● WHAT IS EXPECTED: Lines in which "green" appears should be pulled from the data below.

● Data extracted from a collection:
════

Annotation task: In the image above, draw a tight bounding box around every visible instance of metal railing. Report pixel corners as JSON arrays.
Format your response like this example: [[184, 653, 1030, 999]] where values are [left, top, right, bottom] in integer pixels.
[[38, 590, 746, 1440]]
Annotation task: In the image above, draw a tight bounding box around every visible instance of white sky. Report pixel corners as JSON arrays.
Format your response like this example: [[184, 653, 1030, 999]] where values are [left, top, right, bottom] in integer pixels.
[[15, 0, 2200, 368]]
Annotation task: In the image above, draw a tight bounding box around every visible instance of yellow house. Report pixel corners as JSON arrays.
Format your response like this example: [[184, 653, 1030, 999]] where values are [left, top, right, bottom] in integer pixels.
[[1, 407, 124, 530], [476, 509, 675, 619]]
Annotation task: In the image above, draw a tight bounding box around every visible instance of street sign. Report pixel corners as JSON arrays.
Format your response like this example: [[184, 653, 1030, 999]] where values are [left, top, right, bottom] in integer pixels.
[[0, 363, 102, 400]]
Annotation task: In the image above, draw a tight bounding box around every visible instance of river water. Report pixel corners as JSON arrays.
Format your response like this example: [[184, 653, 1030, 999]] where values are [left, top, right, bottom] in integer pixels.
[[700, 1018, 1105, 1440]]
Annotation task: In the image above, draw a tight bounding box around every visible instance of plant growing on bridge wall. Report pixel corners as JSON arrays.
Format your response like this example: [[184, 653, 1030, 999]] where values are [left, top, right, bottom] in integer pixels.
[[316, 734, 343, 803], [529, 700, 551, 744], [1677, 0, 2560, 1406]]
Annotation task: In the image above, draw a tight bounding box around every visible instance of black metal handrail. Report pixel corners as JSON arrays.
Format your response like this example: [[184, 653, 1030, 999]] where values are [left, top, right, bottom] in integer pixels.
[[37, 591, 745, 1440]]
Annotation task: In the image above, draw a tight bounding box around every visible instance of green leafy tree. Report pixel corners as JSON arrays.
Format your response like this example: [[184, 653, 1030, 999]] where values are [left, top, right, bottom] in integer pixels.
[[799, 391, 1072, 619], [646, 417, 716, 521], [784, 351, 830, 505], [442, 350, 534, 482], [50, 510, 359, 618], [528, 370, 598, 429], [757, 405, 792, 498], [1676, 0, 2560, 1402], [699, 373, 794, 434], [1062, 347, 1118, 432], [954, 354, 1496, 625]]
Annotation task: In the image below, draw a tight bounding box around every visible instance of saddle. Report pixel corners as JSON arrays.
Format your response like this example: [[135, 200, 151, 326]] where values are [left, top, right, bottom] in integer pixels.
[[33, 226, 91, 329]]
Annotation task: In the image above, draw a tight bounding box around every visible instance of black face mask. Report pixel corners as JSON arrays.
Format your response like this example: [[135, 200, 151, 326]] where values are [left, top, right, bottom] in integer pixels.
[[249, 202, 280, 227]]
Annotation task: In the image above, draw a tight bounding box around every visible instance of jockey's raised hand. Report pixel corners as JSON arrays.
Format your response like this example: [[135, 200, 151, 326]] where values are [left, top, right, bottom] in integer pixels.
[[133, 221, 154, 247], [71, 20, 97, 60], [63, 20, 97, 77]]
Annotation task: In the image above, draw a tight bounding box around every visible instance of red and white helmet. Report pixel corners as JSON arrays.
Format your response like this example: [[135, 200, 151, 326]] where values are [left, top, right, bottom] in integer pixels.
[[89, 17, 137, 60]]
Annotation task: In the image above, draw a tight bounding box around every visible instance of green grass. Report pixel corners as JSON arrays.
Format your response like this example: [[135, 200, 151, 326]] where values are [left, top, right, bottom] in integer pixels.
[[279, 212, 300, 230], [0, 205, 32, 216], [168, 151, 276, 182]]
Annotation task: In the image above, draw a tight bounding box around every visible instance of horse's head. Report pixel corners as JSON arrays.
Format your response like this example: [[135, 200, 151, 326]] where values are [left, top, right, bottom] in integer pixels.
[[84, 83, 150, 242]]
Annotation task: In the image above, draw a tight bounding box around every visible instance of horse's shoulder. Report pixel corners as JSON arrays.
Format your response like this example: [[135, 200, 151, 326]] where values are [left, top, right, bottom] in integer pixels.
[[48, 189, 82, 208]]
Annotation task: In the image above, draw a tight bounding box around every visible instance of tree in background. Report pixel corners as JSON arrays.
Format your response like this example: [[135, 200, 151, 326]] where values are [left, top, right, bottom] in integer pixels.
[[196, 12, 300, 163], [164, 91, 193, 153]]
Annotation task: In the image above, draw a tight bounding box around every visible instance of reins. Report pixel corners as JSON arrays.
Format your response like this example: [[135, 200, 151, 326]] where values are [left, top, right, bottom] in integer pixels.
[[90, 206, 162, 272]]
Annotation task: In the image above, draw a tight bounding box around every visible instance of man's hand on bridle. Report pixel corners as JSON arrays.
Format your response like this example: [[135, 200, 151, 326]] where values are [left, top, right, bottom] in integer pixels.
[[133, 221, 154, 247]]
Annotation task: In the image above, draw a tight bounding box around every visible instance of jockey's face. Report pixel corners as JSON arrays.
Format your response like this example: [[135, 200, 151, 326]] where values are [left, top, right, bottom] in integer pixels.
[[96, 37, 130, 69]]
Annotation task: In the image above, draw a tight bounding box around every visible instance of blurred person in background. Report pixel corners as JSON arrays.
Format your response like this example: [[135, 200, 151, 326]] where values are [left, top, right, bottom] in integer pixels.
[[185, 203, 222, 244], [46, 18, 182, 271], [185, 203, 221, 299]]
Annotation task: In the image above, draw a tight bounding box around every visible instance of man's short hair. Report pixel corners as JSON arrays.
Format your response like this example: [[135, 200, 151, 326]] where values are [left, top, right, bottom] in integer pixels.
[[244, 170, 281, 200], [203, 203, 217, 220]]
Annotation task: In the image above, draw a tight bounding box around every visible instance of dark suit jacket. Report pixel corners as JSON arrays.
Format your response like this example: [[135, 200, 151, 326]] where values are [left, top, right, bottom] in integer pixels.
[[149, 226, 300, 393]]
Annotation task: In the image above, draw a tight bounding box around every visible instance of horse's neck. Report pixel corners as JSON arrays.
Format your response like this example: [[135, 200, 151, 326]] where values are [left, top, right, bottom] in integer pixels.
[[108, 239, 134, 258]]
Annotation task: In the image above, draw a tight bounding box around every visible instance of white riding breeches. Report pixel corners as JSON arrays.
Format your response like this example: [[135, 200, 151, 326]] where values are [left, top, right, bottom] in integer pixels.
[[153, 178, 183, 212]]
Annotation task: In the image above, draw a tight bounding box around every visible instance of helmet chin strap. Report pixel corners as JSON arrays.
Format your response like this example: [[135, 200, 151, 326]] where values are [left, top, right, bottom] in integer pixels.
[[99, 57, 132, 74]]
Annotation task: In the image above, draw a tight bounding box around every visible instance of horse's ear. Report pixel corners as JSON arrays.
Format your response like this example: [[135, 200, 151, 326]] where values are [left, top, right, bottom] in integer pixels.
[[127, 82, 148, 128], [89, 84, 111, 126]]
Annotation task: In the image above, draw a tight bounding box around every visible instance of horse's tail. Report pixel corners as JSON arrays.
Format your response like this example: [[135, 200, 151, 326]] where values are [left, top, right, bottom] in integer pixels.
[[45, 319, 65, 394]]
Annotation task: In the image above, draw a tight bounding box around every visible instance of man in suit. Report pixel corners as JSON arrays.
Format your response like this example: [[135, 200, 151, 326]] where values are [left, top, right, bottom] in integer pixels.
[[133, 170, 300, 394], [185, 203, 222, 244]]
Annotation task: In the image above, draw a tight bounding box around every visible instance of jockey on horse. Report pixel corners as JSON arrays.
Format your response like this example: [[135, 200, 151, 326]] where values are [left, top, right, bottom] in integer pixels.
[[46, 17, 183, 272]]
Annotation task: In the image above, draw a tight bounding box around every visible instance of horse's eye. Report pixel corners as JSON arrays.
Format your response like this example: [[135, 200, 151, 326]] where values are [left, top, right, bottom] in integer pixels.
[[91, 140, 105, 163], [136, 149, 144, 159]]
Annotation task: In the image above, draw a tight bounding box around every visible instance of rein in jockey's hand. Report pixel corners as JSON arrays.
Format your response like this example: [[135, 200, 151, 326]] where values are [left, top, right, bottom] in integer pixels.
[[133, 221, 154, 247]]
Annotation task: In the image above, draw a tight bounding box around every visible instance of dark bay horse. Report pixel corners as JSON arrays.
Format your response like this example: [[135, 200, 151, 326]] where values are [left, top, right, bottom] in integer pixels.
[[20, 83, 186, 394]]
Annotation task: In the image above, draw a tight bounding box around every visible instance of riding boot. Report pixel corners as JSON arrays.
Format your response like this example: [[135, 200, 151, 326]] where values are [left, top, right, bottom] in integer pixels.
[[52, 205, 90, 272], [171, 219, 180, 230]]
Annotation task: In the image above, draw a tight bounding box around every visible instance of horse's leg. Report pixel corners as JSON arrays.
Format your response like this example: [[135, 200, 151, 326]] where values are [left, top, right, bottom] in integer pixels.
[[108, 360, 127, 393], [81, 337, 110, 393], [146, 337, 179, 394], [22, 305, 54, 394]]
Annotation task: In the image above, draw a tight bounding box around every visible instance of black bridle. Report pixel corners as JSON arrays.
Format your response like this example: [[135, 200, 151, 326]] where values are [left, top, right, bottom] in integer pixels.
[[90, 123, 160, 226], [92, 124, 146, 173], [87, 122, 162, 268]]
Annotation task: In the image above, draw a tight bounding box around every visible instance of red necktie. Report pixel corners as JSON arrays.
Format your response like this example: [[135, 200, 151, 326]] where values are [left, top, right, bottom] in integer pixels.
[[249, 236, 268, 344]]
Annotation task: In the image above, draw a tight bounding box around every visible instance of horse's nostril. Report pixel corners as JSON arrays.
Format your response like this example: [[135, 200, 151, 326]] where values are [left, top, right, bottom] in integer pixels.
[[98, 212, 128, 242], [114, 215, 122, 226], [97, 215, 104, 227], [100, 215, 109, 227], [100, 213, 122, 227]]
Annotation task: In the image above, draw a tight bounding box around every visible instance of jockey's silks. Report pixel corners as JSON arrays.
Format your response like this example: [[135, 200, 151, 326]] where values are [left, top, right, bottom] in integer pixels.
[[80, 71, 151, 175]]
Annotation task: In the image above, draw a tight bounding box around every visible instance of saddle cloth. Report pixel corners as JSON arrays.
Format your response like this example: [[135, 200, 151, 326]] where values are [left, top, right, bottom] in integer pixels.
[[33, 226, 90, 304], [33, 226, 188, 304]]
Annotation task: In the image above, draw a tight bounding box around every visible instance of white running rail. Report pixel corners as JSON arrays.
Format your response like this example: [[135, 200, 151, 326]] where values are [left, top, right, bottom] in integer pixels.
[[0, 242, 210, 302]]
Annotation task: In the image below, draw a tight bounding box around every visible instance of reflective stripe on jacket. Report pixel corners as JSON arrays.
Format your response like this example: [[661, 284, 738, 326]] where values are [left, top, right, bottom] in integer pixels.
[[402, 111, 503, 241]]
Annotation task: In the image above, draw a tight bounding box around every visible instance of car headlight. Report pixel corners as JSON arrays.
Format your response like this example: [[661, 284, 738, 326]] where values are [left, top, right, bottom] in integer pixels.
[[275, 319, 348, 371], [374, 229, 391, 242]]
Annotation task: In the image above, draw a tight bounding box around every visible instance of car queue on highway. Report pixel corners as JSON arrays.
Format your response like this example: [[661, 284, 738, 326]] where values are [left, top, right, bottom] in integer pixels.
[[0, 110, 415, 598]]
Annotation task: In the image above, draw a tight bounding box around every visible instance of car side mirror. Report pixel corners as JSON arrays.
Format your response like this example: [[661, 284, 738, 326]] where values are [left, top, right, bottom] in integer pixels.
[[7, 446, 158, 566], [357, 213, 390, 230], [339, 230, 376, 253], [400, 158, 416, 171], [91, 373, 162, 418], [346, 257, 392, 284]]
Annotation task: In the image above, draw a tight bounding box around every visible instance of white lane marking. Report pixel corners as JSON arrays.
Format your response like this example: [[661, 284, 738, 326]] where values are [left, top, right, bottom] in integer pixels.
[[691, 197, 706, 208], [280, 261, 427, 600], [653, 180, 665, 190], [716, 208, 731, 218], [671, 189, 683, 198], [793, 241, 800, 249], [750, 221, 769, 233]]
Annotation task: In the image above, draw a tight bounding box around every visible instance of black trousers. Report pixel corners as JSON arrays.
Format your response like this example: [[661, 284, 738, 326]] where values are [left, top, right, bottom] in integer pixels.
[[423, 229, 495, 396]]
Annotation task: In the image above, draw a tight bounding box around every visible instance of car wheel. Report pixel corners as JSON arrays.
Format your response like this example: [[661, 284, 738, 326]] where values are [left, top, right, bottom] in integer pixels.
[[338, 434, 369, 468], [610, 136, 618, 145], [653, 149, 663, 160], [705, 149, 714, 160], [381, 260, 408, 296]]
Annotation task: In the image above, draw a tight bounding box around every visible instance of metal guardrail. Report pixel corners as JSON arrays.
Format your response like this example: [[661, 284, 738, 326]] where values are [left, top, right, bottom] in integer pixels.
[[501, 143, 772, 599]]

════

● EXPECTED ANSWER:
Annotation task: In the image above, draw a tight bounding box around every visible instance of green leafy tree. Report pixel corners as JSON arrays.
Annotation task: In the image above, draw a tight bounding box around every visible instance of green grass. Report pixel corners as JSON arrays.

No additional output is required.